What is needed -
Across the data below, in how many lines does the word "crowd" appear? Give only the number.

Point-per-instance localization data

★ ★ ★ ★

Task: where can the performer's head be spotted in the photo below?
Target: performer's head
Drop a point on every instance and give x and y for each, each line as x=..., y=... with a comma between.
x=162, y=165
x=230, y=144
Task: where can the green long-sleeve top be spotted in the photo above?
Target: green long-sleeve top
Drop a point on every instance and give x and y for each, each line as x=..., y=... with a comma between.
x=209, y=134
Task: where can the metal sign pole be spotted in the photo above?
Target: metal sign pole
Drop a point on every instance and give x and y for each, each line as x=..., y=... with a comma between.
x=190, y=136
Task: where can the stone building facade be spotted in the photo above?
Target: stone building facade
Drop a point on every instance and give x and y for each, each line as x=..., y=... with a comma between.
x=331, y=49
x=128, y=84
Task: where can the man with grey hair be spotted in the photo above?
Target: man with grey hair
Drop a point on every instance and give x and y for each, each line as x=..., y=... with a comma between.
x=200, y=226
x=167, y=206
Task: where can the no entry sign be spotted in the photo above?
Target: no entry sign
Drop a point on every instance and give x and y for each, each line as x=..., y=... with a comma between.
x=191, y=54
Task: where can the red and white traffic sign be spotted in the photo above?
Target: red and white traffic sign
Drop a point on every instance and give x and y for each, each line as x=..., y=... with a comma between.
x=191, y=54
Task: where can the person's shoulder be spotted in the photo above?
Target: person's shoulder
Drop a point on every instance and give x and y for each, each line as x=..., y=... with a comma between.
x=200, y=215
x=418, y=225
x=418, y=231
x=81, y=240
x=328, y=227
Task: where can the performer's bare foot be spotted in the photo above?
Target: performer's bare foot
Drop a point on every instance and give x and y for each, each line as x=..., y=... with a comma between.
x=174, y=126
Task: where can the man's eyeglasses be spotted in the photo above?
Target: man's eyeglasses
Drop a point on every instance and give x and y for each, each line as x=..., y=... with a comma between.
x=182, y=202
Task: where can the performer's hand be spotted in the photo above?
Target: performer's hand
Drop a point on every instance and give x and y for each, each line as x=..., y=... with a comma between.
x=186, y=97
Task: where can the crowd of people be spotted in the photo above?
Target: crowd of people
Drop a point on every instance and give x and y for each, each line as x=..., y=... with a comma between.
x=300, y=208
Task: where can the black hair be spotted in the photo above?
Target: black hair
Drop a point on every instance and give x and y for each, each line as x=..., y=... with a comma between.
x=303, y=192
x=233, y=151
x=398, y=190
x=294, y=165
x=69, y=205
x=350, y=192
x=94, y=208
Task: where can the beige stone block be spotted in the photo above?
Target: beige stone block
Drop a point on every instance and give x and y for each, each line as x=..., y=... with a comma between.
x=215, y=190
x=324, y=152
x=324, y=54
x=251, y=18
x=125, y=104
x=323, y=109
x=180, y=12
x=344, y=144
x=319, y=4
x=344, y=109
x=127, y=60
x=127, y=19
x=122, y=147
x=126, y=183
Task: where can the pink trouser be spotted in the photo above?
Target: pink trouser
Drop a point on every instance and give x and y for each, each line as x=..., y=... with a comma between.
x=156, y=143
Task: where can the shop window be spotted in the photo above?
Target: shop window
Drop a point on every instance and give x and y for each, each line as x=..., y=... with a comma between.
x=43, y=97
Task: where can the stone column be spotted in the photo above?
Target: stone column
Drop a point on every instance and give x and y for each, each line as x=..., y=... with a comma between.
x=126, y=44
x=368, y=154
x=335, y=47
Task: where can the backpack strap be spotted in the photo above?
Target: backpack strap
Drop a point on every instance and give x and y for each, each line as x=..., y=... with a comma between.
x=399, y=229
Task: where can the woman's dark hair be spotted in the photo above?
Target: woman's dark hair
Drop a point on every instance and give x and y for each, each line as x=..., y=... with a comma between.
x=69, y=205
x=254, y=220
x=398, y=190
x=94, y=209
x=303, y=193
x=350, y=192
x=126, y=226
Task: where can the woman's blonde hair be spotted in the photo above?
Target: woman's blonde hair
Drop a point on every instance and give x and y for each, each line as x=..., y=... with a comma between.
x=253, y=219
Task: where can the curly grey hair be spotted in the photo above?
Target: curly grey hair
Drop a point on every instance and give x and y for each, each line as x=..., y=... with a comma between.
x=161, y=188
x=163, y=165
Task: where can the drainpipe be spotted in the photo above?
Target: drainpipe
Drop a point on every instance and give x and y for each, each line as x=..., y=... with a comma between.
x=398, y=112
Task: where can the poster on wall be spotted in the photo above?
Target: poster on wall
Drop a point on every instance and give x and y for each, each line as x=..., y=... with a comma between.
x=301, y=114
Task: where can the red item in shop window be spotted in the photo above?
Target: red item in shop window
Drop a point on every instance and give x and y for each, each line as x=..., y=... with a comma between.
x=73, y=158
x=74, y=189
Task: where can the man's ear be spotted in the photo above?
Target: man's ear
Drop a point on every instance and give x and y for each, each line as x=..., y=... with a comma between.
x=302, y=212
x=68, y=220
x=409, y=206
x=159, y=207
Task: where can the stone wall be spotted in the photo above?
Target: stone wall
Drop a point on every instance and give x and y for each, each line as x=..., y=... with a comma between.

★ ★ ★ ★

Answer to this task -
2